> [Work to do]:
**a)** In the blog post on austerity, retype the passage that opens with the words containing "If only Labour" and closes with "daily email here.".
**b)** List every way the blog post on austerity offers readers to engage with the blog.
**c)** Give what follows the last comment shown under the blog post on austerity.

>> begin Page extract

This comment is from Gordon Brown in the Guardian this morning:
Austerity was based on an analysis that what had caused the global recession was the high level of public debt rather than the reckless action of the financial sector. Nobody who has looked at it seriously would come to that conclusion but the Conservatives dined out on it for five years.
If only Labour had said that from 2010 to 2015.
Thanks for reading this post.
You can share this post on social media of your choice by clicking these icons:
You can subscribe to this blog's daily email here.
And if you would like to support this blog you can, here:
Would anyody have believed them?
Perhaps not, but at least the he said, she said style of reporting would have put some doubt in the mind. The right-wing media would have gunned for the Labour Party, of course, but the BBC would, perhaps, have put across a more nuanced view. Then, the just criticism of austerity from the left would have been set aside from the ‘there is no alternative’ narrative of the right. As it stood, Labour post-2010 backed austerity to some degree, just less of that than the coalition. Didn’t give the voters a big enough choice to decide on in 2015. I get the idea that the policy was probably decided based on the results of focus groups as opposed to sound economic thinking.
Even the current Labour leadership haven’t broken away from this fully though they’ve been under greater attack from the right (including those in their own party) than Miliband and Co were.
Most of the world lives in countries that didn’t enter a technical recession at that time. However because North America and Europe make a big part of the world’s economy, then you can get away with calling at a global recession if you insist. But being reminded by Gordon Brown that it was always somebody else’s fault with his glottal and repeated use of that word global has quite put me off my breakfast.

>> end Page extract
>> begin Data provided

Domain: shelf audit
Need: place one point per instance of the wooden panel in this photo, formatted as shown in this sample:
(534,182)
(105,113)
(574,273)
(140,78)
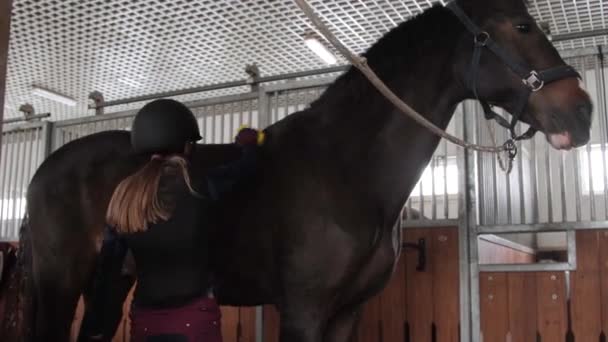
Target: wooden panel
(419,296)
(271,324)
(247,324)
(369,329)
(445,284)
(603,265)
(392,301)
(551,305)
(494,306)
(230,319)
(522,311)
(585,295)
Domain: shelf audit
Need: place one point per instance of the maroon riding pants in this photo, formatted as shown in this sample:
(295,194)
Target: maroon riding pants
(198,321)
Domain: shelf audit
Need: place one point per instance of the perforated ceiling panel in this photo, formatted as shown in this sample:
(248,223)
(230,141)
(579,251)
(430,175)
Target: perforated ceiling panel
(129,48)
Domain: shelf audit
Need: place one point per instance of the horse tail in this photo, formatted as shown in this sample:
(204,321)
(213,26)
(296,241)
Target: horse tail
(19,292)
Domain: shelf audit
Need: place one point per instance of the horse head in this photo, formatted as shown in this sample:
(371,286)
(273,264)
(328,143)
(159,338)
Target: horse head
(507,60)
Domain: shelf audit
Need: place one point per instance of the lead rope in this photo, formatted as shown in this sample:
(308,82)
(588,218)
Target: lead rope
(361,64)
(508,165)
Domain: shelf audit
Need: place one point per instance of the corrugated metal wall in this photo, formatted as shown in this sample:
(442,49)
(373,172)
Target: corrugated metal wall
(545,185)
(23,149)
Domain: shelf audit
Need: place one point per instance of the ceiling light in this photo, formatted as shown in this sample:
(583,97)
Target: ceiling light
(318,48)
(53,96)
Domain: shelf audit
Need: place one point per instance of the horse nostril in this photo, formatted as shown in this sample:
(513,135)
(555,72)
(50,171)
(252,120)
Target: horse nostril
(584,111)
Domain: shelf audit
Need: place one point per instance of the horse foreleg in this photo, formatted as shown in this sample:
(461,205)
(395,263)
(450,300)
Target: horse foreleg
(341,327)
(104,301)
(55,307)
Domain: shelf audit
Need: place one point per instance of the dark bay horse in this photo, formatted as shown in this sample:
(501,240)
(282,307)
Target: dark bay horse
(315,232)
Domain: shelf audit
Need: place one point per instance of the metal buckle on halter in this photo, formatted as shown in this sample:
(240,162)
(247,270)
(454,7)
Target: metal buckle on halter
(533,82)
(510,148)
(482,38)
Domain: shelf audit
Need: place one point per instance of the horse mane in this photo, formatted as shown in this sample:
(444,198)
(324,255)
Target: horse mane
(405,46)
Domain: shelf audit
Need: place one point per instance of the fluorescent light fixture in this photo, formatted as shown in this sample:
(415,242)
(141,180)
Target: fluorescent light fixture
(130,82)
(318,48)
(53,96)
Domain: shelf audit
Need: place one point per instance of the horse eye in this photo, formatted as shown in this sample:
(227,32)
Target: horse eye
(523,28)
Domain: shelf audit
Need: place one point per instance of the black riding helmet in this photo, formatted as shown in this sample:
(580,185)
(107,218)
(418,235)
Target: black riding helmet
(163,126)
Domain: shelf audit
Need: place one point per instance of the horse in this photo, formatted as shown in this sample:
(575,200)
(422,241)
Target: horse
(315,231)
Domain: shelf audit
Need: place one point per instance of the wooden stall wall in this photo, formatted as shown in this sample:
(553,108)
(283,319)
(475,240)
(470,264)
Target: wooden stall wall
(494,253)
(415,306)
(537,306)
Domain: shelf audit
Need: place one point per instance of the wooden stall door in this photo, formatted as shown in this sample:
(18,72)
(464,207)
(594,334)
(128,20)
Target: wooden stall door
(582,316)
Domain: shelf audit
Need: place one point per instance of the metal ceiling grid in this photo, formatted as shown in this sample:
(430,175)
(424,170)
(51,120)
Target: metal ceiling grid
(129,48)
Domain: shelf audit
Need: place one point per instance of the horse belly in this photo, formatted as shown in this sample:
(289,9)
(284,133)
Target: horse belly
(377,271)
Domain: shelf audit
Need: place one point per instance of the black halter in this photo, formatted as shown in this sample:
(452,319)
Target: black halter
(532,80)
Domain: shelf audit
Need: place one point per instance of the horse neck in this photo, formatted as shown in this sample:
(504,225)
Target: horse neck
(381,151)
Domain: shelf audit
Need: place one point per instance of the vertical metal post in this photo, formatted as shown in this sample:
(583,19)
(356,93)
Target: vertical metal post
(48,140)
(264,108)
(520,176)
(469,270)
(5,25)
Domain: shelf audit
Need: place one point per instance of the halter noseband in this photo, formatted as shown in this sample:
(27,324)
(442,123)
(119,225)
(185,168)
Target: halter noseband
(532,80)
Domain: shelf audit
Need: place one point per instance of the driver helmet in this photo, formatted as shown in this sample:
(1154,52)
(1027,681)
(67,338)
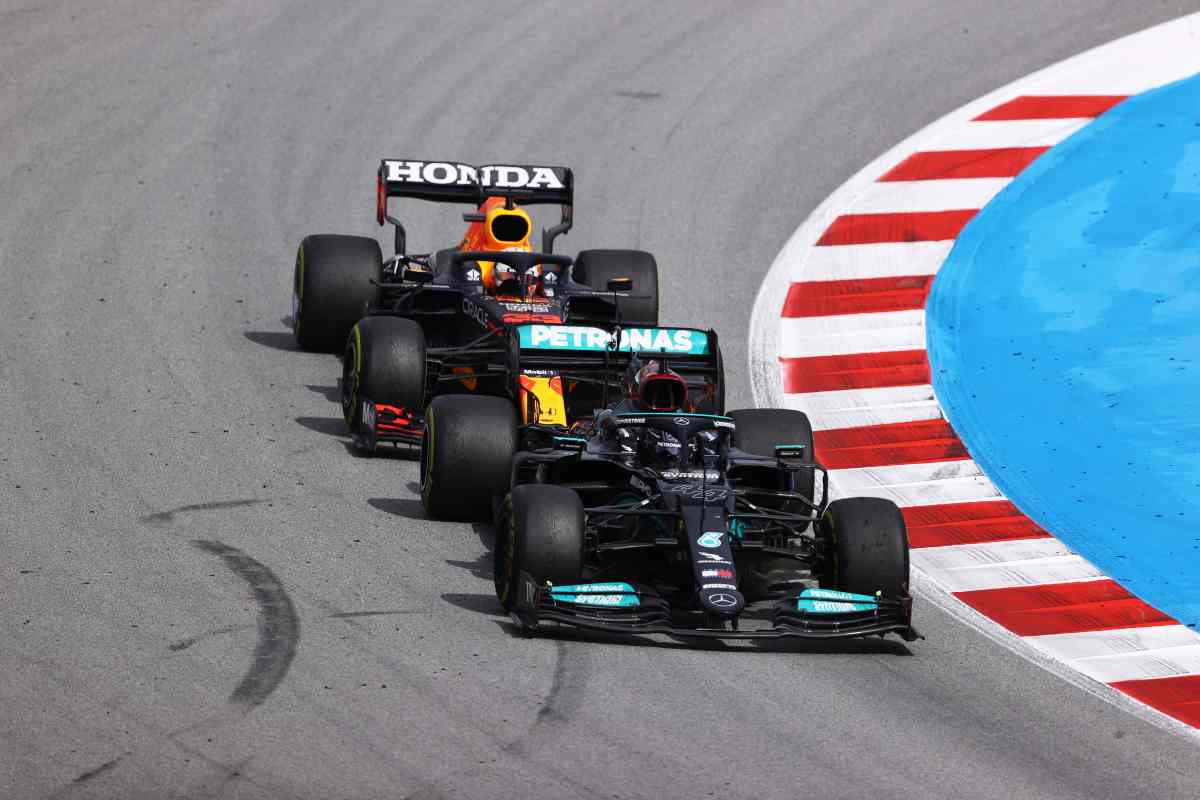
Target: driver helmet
(657,388)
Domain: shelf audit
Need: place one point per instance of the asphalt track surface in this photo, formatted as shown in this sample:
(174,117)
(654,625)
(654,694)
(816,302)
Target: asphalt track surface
(205,595)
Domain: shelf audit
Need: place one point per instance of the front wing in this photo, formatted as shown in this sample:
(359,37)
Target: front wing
(653,615)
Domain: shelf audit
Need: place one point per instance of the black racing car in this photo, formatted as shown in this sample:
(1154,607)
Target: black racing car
(695,525)
(415,326)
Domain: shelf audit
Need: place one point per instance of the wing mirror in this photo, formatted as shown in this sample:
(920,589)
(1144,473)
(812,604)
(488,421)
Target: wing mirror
(417,275)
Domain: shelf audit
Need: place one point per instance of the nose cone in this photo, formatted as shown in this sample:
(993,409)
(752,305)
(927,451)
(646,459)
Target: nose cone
(718,600)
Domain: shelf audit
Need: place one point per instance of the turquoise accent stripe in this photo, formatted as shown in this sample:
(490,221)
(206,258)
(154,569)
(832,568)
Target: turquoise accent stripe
(593,594)
(829,601)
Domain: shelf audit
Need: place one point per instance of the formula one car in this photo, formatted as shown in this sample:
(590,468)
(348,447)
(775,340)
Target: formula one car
(695,525)
(415,326)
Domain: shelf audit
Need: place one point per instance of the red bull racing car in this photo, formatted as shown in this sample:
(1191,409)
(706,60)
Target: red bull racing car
(490,317)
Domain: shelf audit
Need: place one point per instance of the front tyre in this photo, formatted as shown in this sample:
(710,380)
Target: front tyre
(384,362)
(467,455)
(540,531)
(331,287)
(867,547)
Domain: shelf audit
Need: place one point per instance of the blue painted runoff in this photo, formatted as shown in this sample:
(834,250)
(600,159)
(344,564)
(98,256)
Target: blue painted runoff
(1063,334)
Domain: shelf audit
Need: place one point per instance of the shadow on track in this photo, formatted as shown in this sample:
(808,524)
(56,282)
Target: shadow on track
(406,507)
(274,340)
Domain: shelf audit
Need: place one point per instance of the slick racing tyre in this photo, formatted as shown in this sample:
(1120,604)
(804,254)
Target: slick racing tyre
(467,455)
(333,288)
(867,547)
(384,362)
(759,429)
(540,531)
(597,266)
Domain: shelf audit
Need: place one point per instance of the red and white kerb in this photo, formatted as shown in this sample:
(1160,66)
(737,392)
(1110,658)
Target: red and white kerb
(852,350)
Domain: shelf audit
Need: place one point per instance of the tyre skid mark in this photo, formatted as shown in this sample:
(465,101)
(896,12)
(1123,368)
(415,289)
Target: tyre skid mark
(279,625)
(163,517)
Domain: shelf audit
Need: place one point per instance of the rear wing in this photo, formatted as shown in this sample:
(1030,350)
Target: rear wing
(587,356)
(443,181)
(665,342)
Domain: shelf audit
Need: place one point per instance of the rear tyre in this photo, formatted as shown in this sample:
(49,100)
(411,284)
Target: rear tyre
(867,547)
(331,288)
(467,455)
(759,429)
(541,533)
(597,266)
(384,362)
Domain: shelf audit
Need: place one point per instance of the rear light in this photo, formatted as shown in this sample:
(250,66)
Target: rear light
(381,198)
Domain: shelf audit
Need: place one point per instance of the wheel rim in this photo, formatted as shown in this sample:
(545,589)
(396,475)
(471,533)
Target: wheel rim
(426,467)
(352,376)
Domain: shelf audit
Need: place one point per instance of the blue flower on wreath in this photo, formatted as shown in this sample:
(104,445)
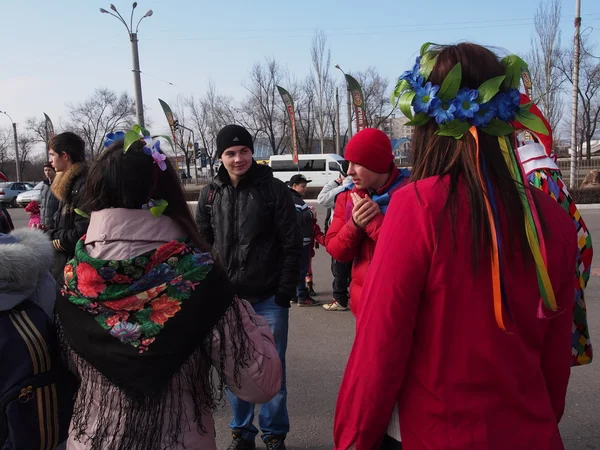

>> end Data provided

> [Answers by task]:
**a)**
If only Labour had said that from 2010 to 2015.
Thanks for reading this post.
You can share this post on social media of your choice by clicking these icons:
You can subscribe to this blog's daily email here.

**b)**
- Share the post on social media by clicking the icons
- Subscribe to the blog's daily email
- Support the blog

**c)**
Liam Byrne had already said there was no money left.
And he was wrong
Byrne should have been asked to leave the party after gifting the Tories the biggest excuse ever. Plus his post it note was grossly insensitive to the suffering that was going to follow.
He should go and get a real job some where.
New Labour were so in thrall to markets that could not see for looking when considering what to do. I still can’t believe that the change that did not come as a result of the 2008 crash and we seem to be at the gates of doom again.
Rod White says:
“Liam Byrne had already said there was no money left.”
This quip by Liam Byrne, clearly intended as a joke by someone relieved to be leaving office and relieved of any responsibility for clearing up the mess contributed to by New Labour, set the new standard for political discourse.
Since then not only have most politicians sounded as if they were reading a script from Rory Bremner and the Two Johns, but we have a government of clowns and buffoons.
Liam Byrne has assured his place in the history books as the man who changed the course of British politics.
Scotland for Aye ! (or me as it should more properly be)
“Liam Byrne had already said there was no money left.”
It’s a silly, unofficial custom for an outgoing Treasury minister to leave a joke message about how ‘terribly’ things are going to the minister taking over. It’s been done for countless years, but the Tories just decided to exploit it this time, because they knew it would be ideal for reinforcing the Austerity message.
Spot on, Richard. Brown is being too kind tho’ – ‘Austerity was based on the deliberate lie that what had caused the global recession was the high level of public debt…’ There, fixed that for him.
MiliBalls’ considered response to the lie was five years of ‘Don’t mention the war’/‘If we keep quiet about it, it’ll go away.’
The failure to challenge, at each and every PMQ’s, this outrageous dishonesty allowed the lie to embed itself in the nation’s psyche so that now ‘wreckless spending’ sits alongside ‘can be trusted with the NHS’ in the established list of Labour traits.
It was a masterly piece of PR from the vacuous Cameron and the sharper-than-a-shithouse rat Osborne, but Balls in particular allowed them…chose to allow them…to get away with it and, whilst doing nothing to address the lie, also allowed the ‘government expenditure is just like household expenditure’ to embed alongside it so that when it came to the next round of Party Leaders’ tv debates the ‘But how are you going to pay for it?’ question from the audience left Miliband looking sickly.
Meanwhile people like you, and the occasional Nobel prize-winner, were pointing out that Austerity was an economically illiterate response to the ‘problem’ and, as the comment above suggests, no-one was listening.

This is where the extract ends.